[Point localization data]
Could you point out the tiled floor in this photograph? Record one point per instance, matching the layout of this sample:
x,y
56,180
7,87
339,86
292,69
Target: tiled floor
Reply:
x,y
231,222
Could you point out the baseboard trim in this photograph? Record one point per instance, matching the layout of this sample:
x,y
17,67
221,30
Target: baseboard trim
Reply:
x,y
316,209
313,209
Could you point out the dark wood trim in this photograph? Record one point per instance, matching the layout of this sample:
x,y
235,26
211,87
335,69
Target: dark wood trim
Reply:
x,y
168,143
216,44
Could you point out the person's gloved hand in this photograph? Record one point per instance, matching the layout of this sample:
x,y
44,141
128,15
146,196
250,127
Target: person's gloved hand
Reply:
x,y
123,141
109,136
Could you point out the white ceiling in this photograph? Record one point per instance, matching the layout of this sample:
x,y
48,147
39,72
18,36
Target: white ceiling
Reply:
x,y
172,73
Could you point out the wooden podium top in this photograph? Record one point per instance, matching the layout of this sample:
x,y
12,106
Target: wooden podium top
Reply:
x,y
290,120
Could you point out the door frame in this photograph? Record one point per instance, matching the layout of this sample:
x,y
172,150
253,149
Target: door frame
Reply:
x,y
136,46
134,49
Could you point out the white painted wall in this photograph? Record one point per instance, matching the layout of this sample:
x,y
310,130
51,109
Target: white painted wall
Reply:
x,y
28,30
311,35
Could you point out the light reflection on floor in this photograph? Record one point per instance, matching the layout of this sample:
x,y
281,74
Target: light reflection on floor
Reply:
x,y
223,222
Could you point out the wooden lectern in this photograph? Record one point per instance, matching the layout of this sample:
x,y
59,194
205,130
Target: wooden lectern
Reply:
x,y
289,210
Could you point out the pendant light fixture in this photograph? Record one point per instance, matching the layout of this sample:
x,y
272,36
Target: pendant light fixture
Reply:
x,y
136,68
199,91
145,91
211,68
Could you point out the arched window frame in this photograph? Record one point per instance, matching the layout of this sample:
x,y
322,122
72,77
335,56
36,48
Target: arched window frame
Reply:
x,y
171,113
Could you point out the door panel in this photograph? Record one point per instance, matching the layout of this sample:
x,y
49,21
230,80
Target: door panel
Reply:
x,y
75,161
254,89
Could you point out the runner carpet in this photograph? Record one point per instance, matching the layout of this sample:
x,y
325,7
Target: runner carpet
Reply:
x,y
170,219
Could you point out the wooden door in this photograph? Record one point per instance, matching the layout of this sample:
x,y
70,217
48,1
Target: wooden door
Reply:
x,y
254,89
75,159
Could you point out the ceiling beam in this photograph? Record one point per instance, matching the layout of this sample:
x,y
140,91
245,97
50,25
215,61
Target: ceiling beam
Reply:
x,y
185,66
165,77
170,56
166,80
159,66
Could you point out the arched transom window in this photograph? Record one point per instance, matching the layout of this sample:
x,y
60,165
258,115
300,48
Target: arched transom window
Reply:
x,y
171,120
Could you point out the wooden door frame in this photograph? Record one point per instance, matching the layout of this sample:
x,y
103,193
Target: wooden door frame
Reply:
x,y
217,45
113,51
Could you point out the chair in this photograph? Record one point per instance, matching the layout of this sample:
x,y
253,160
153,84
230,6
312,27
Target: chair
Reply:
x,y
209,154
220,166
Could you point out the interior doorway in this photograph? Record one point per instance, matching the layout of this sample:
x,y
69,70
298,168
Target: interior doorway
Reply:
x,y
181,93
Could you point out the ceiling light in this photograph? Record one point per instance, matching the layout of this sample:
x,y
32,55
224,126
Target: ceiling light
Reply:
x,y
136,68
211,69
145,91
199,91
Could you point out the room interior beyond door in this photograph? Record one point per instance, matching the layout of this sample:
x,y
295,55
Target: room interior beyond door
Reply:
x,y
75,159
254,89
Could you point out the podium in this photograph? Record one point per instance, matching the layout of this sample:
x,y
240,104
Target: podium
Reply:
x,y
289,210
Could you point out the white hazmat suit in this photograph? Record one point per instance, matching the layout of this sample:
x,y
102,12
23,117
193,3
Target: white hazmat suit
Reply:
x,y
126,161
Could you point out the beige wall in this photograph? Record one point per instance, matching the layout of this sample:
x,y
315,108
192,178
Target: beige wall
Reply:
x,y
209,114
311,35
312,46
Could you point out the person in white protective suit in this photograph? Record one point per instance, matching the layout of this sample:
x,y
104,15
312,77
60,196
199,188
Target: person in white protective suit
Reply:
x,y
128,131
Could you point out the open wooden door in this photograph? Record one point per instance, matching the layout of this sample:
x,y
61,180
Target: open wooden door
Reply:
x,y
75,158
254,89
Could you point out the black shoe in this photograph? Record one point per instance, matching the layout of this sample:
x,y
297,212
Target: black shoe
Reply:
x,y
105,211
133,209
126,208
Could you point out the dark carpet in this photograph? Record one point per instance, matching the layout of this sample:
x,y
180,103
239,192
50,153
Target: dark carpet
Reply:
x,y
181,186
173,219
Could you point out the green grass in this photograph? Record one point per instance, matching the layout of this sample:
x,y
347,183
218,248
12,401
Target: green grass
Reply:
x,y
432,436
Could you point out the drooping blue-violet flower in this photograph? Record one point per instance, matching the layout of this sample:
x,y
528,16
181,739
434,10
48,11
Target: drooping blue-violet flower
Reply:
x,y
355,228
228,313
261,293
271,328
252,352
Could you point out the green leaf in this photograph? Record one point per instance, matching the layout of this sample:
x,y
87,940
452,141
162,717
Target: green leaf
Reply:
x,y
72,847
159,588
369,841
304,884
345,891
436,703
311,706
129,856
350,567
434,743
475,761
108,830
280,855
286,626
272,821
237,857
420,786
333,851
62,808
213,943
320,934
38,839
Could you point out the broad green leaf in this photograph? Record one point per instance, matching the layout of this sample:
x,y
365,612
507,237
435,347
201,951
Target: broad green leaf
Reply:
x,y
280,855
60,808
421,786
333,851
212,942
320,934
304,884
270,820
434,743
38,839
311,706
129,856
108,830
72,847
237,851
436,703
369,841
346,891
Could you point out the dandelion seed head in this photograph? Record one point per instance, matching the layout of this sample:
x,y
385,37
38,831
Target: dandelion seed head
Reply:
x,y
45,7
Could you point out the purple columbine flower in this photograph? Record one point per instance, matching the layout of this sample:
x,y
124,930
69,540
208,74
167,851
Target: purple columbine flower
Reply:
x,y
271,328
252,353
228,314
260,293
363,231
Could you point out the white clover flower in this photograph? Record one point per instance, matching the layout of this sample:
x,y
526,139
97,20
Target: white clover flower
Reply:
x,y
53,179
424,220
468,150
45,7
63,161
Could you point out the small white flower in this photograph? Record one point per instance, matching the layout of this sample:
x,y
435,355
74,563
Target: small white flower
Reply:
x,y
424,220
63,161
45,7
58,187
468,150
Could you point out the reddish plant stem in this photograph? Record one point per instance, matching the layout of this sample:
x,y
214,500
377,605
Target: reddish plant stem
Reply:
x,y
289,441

* **What the task requires**
Take the entries above and repeat them. Alter nothing.

* **Response**
Could you point out the tiled floor in this photograph? Record one point per instance, matching the layout of this sample:
x,y
56,180
7,87
339,86
292,69
Target: tiled floor
Reply:
x,y
231,222
Could you point out the baseboard trim in this photograph? Record one point per instance, matching the layout of this sample:
x,y
17,67
221,30
Target: baseboard trim
Reply:
x,y
316,209
313,209
Could you point out the dark wood trim in this photograph? Record one point per instance, matching the layout of this sample:
x,y
235,26
211,87
335,69
Target: dark wood trim
Reply:
x,y
168,143
216,44
Could you point out the person's gloved hand in this photograph? Record one point per instance, matching the layout of this sample:
x,y
44,141
128,15
146,196
250,127
Target: person's gloved hand
Reply:
x,y
123,141
109,136
Could you point out the white ceiling in this photograph? Record one point per instance, matching the layout of this sample:
x,y
48,147
39,72
18,36
Target: white ceiling
Reply:
x,y
172,73
Could you point out the wooden podium top in this photograph? Record one point per instance, matching the layout of this sample:
x,y
12,106
Target: wooden podium top
Reply:
x,y
290,120
Could you point out the door frame in this photograph? Record one point per instance, matching the layout of this sample:
x,y
172,150
253,149
Target: door frame
Reply:
x,y
136,46
134,49
Could you point out the white painted wall in this photograph? Record one point per instance, matching the layout of this sample:
x,y
310,130
51,109
Target: white painted wall
Reply:
x,y
28,30
311,35
Could you point out the light reflection on floor in this photograph? Record one point per instance, matching the layout of this sample:
x,y
281,74
Target: light reflection on floor
Reply:
x,y
223,222
Could you point out the wooden lectern in this photograph? Record one point per instance, matching the layout of this sample:
x,y
59,194
205,130
Target: wooden lectern
Reply:
x,y
289,210
Could you point out the pendant light fixture in this photograph? Record one point per instance, matching the layout of this sample:
x,y
272,36
Target: pendant light fixture
Reply:
x,y
136,68
199,91
145,91
211,68
Could you point out the arched window frame in this photograph? Record one point per instance, matching the layout of this sample:
x,y
322,122
72,77
335,56
36,48
Target: arched window frame
Reply:
x,y
171,113
Could you point out the door panel in this photograph? Record one point per instance, matching the layout of this sample:
x,y
49,21
230,80
Target: door panel
Reply:
x,y
75,161
254,89
Could you point out the runner carpet in this photograph? Record one point per instance, matching the layout of this sample:
x,y
325,7
Target: runner carpet
Reply:
x,y
170,219
Could you point out the wooden door in this photograph? Record one point per instance, matching the layout of this sample:
x,y
70,217
48,1
Target: wooden door
Reply:
x,y
254,89
75,159
Could you point out the ceiling beam in this photograph? Record one point per instance, matching the layout of this sample:
x,y
140,91
245,97
50,25
215,61
Target: ceiling beam
Reply:
x,y
185,66
165,77
170,56
166,80
159,66
Could you point out the arched transom window in this photograph? Record one point per instance, matching the layout of this sample:
x,y
60,165
258,115
300,48
Target: arched transom window
Reply:
x,y
171,120
Could you point out the wooden door frame in this photograph? Record one point per instance, matching the layout of this sample:
x,y
103,193
Target: wooden door frame
Reply:
x,y
217,45
113,51
Could you point out the chair in this photograph? Record one point per instance, matching the layout of this sample:
x,y
253,160
153,84
230,6
312,27
Target: chair
Reply:
x,y
209,154
220,166
Could you point out the interior doorway in this photograph? Record one point per instance, matching the layout of this sample:
x,y
69,70
298,168
Target: interior doorway
Reply:
x,y
181,93
Could you point out the ceiling light in this photograph? Record one point per instance, matching the layout of this sample:
x,y
32,55
224,126
Target: ceiling light
Reply:
x,y
136,68
211,69
145,91
199,91
Could you point out the room interior beyond door in this photograph? Record one point per instance, matching the layout of this sample:
x,y
295,55
Target: room interior beyond door
Reply:
x,y
75,159
254,89
Could you point out the podium in this photograph? Record one point per instance, matching the layout of this sample:
x,y
240,104
Target: podium
Reply:
x,y
289,210
Could you point out the white hazmat suit in this photograph? Record one point per instance, matching the layout of this sample:
x,y
102,12
23,117
193,3
Target: white hazmat suit
Reply:
x,y
126,161
Could you point out the beige wall in this photograph? Record one point per instance, matching the layout of this sample:
x,y
315,108
192,178
Target: beige wall
Reply:
x,y
209,114
311,35
312,46
Could you point out the person in white protective suit in this photograph? Record one point per instance, matching the layout of this sample:
x,y
104,15
312,77
60,196
199,188
Target: person in white protective suit
Reply:
x,y
128,131
Could you point out the open wooden door in this photograph? Record one point per instance, matching the layout of this sample:
x,y
61,180
Target: open wooden door
Reply:
x,y
75,158
254,89
Could you point out the black shoe in this photograph? Record one point per instance, matching the layout of this sample:
x,y
297,212
Target: black shoe
Reply:
x,y
105,211
133,209
126,208
Could you point out the dark carpet in this photograph? Record one point per instance, matching the layout of this sample:
x,y
180,103
239,192
50,153
Target: dark carpet
Reply:
x,y
181,186
173,219
Could you point out the green grass in this photograph? Record one point per instance, matching the layout of this sample:
x,y
347,183
218,248
12,401
Target: green grass
Reply:
x,y
432,436
Could you point out the drooping blue-violet flower in this photograph? Record one point per instance, matching the layout of this sample:
x,y
528,16
181,739
434,10
48,11
Target: drooping blue-violet flower
Reply:
x,y
355,228
228,313
261,293
271,328
252,352
Could you point out the green leaf in this photograph? Record one point per instance, matching the layout of this sample:
x,y
87,940
452,141
162,717
Target: green leaf
Reply:
x,y
72,847
159,588
369,841
304,884
345,891
436,703
311,706
129,856
350,567
434,743
475,761
108,830
280,855
286,626
272,821
237,857
420,786
333,851
62,808
213,943
320,934
38,839
Could you point out the broad green leaf in this photograph? Record one point per instance, matching the layout of this sample:
x,y
365,612
507,237
435,347
201,951
Target: broad green leaf
Reply:
x,y
280,855
60,808
421,786
333,851
212,942
320,934
304,884
270,820
434,743
38,839
311,706
129,856
108,830
72,847
237,851
436,703
369,841
346,891
Could you point out the dandelion seed head in this photograph? Record one point per instance, matching the layout of this sample:
x,y
385,37
38,831
Target: dandelion seed head
Reply:
x,y
45,7
Could you point out the purple columbine flower in this photograph? Record one point per instance, matching the layout of this sample:
x,y
124,930
69,540
208,74
167,851
Target: purple columbine flower
Reply:
x,y
271,328
252,353
228,314
260,293
363,231
Could you point out the white clover flower in this photograph? Record one point per instance, matching the layout of this sample:
x,y
526,139
97,20
Target: white clover flower
Reply:
x,y
53,179
424,220
468,150
45,7
63,161
Could you point out the small white flower in this photograph? Record one point per instance, matching the layout of this sample:
x,y
435,355
74,563
Target: small white flower
Reply:
x,y
424,220
63,161
45,7
58,187
468,150
Could you point out the reddish plant stem in this photograph? Record one point per instance, matching the layout of this sample:
x,y
214,500
377,605
Target: reddish plant stem
Reply:
x,y
289,441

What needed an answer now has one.